## DOCUMENT
-- -- --

Skip to content

Fix alloc-dealloc-mismatch in <str_vec> destructor; drop unused DELTA token#4

Open
Licht-T wants to merge 1 commit intoenvoyproxy:mainfrom
Licht-T:fix-str-vec-destructor-and-drop-delta
Open

Fix alloc-dealloc-mismatch in <str_vec> destructor; drop unused DELTA token#4
Licht-T wants to merge 1 commit intoenvoyproxy:mainfrom
Licht-T:fix-str-vec-destructor-and-drop-delta

Conversation

@Licht-T
Copy link
Copy Markdown

@Licht-T Licht-T commented Apr 27, 2026

Fixes the heap corruption observed as envoyproxy/envoy#36471 (postgres_proxy crash under pgbench).

Bugs

1. <str_vec> %destructor uses delete on malloc-ed pointers

The shared destructor at bison_parser.y#L147-L154 covers <str_vec> together with <table_vec>, <column_vec>, etc., and calls delete ptr on each element. <str_vec> elements are char* produced by the lexer via strdup() (unquoted IDENTIFIER) or hsql::substr() (quoted IDENTIFIER, also malloc-backed). Mixing free/delete is undefined behavior. Under tcmalloc with -fsized-deallocation, sized operator delete(void*, size_t) trusts the static type size (1 for char) and returns the chunk to the wrong size-class freelist; after enough mismatched frees an unrelated allocation segfaults.

-- -- --

## RECORDS PROVIDED
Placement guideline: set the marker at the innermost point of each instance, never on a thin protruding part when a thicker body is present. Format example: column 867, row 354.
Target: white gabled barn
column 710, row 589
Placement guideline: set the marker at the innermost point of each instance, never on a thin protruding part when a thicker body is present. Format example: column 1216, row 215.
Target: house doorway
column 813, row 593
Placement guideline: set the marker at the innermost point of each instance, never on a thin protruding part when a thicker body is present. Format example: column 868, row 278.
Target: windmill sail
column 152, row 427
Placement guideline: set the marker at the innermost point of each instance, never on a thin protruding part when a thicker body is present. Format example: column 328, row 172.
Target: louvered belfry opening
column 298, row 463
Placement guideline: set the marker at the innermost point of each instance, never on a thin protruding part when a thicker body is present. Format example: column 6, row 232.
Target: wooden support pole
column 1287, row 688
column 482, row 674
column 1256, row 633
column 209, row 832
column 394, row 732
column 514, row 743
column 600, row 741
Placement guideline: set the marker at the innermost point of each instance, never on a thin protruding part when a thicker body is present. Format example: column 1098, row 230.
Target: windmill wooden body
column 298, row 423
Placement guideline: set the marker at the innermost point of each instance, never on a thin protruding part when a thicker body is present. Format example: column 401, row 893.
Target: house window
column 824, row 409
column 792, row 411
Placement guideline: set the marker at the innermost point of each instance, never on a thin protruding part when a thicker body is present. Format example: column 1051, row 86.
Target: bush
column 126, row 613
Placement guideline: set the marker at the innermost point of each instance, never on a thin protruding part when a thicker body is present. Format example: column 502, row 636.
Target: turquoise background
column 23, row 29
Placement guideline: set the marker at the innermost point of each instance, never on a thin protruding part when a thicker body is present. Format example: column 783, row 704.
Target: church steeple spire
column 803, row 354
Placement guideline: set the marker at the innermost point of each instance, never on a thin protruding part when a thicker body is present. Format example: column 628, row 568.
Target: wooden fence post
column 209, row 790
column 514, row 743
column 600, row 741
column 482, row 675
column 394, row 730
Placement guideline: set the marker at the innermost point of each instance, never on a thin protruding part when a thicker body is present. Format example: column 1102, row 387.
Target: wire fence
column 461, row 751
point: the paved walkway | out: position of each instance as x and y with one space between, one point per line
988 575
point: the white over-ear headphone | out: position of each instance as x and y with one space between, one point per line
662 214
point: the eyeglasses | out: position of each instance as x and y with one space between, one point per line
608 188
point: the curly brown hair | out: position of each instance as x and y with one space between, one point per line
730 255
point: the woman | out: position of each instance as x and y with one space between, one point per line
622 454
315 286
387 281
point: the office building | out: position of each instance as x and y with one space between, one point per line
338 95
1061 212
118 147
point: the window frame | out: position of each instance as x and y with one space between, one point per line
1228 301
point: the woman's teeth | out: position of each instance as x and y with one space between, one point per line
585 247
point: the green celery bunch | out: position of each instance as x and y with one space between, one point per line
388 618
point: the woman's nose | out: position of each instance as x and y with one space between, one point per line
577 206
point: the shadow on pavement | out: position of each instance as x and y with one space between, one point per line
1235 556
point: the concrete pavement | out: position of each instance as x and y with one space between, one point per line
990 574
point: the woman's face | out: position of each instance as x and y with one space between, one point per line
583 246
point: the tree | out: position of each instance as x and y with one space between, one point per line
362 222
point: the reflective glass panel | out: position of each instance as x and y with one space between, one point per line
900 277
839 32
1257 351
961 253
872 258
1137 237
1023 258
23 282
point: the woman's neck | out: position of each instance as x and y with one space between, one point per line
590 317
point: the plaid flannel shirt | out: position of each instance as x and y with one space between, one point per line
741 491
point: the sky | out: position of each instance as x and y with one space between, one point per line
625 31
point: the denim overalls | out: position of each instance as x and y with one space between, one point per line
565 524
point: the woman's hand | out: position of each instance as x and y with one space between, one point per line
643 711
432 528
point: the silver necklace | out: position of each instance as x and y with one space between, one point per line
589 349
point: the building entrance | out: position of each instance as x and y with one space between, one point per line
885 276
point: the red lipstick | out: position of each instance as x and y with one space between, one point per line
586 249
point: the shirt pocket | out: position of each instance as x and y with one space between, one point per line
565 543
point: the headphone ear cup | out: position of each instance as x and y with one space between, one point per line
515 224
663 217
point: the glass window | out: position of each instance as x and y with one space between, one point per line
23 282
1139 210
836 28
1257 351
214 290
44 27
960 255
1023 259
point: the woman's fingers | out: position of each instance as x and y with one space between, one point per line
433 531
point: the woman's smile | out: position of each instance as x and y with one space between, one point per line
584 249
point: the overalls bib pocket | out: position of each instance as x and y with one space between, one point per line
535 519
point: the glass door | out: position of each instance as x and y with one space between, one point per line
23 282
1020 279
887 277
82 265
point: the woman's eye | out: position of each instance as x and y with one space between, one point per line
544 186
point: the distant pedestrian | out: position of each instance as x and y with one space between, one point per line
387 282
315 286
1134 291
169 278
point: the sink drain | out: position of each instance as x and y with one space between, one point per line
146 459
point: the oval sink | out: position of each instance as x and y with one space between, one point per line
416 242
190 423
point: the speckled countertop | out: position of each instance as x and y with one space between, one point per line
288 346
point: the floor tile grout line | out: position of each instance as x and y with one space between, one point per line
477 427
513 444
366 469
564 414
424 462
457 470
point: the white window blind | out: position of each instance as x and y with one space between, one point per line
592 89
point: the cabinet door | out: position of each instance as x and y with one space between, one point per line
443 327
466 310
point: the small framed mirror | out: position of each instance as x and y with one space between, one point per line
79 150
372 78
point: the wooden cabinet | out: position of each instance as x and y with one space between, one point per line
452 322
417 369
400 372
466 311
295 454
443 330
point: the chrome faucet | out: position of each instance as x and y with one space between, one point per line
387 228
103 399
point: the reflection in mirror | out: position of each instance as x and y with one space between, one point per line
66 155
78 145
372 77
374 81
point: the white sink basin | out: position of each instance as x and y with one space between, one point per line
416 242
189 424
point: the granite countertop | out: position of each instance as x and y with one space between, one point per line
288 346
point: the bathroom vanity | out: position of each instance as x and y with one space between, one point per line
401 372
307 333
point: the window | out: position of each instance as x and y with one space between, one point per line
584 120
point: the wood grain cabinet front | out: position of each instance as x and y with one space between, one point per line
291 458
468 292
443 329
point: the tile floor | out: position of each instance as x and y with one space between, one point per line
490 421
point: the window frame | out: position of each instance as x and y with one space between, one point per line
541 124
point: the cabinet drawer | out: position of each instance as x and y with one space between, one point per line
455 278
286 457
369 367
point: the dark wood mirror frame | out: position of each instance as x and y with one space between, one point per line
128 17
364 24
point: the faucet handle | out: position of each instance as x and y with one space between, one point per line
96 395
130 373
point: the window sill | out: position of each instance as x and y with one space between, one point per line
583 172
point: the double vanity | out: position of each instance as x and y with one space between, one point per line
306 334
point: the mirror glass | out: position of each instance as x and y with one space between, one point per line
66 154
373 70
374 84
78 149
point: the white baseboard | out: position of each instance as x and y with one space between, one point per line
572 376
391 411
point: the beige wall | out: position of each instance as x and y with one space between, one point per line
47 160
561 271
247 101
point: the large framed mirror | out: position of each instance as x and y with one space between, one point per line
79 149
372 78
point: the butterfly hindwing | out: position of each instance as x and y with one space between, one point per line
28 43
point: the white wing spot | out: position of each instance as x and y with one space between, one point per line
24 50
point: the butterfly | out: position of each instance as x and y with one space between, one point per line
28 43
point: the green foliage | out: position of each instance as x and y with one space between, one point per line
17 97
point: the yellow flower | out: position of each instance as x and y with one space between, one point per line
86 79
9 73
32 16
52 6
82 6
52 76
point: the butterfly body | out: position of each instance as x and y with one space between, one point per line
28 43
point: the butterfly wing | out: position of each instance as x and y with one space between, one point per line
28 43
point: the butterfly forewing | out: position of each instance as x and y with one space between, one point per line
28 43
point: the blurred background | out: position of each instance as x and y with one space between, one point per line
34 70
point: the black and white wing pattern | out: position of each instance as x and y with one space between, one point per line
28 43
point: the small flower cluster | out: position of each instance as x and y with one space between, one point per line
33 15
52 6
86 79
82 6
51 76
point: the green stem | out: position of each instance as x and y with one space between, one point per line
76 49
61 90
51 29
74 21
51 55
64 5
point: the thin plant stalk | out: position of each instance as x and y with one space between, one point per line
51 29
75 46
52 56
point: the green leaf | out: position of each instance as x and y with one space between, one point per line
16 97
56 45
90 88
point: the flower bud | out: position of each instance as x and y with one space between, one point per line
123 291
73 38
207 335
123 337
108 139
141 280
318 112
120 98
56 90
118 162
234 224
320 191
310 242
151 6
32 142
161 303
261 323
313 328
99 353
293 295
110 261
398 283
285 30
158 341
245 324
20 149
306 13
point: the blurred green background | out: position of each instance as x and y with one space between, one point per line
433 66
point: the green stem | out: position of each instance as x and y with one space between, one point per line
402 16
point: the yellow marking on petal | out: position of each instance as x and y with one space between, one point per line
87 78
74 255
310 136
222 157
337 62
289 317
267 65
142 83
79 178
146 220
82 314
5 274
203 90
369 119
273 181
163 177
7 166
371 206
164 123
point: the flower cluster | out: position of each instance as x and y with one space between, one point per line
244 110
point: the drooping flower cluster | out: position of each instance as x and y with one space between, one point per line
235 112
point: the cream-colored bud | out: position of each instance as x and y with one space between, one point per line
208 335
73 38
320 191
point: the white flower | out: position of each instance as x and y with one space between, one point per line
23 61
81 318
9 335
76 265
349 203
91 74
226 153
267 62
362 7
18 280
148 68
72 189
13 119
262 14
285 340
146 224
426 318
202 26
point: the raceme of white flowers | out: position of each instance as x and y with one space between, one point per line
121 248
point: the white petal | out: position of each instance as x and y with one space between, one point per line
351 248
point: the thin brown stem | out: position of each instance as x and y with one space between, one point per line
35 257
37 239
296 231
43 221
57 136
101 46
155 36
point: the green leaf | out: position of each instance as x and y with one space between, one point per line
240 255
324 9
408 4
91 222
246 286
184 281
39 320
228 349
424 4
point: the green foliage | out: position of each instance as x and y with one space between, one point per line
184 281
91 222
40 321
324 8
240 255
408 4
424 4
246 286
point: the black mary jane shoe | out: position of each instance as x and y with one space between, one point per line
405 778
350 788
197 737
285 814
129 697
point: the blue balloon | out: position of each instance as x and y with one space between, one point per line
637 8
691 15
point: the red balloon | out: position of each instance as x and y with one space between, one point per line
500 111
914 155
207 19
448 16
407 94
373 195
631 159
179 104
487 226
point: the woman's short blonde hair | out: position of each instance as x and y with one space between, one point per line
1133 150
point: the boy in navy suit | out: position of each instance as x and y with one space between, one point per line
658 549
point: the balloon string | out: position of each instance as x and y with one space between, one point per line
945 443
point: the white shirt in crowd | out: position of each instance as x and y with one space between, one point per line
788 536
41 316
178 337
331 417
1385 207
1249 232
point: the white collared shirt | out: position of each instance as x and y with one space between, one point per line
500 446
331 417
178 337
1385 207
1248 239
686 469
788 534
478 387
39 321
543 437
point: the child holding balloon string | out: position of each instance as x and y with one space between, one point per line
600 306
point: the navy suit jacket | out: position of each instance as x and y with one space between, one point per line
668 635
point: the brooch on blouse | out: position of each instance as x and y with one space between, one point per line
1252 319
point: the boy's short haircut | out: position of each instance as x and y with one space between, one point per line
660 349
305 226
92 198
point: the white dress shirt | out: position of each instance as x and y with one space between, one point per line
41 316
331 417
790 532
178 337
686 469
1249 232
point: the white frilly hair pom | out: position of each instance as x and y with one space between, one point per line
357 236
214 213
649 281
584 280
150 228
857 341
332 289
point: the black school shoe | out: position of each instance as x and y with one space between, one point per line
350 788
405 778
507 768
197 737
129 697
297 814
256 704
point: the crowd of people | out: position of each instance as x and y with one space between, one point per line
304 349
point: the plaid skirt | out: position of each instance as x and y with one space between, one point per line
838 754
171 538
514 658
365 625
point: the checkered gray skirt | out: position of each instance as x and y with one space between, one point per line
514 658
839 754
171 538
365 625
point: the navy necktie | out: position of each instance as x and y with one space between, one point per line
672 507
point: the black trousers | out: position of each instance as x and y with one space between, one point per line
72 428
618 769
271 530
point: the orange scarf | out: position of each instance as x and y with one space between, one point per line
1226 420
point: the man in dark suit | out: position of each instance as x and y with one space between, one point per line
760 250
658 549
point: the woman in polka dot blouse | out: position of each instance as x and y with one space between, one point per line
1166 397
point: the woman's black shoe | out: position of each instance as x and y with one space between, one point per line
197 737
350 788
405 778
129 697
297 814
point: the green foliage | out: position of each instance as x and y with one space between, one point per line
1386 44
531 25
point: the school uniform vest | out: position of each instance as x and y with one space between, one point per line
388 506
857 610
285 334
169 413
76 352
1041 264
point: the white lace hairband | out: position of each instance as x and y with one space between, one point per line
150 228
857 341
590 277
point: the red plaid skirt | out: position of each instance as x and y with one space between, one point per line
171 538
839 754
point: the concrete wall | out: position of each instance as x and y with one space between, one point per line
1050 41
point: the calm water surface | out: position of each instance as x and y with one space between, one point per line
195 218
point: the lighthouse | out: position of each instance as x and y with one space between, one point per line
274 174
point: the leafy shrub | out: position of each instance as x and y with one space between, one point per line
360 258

-- -- --

## INSTRUCTIONS
1) Answer these questions about the pull request:
(a) Which issue does the pull request say it fixes?
(b) Which two functions does the lexer use to produce the <str_vec> elements?
(c) Under which allocator and compiler flag does the sized operator delete return the chunk to the wrong size-class freelist?
2) Set down the part of the pull request that starts with "Fixes the heap" and goes on through "unrelated allocation segfaults.", with every word and mark unchanged.

## ANSWERS TO THE PROBLEMS
1)
(a) envoyproxy/envoy#36471, the postgres_proxy crash under pgbench.
(b) strdup() and hsql::substr().
(c) tcmalloc with -fsized-deallocation.

2)
Fixes the heap corruption observed as envoyproxy/envoy#36471 (postgres_proxy crash under pgbench).

Bugs

1. <str_vec> %destructor uses delete on malloc-ed pointers

The shared destructor at bison_parser.y#L147-L154 covers <str_vec> together with <table_vec>, <column_vec>, etc., and calls delete ptr on each element. <str_vec> elements are char* produced by the lexer via strdup() (unquoted IDENTIFIER) or hsql::substr() (quoted IDENTIFIER, also malloc-backed). Mixing free/delete is undefined behavior. Under tcmalloc with -fsized-deallocation, sized operator delete(void*, size_t) trusts the static type size (1 for char) and returns the chunk to the wrong size-class freelist; after enough mismatched frees an unrelated allocation segfaults.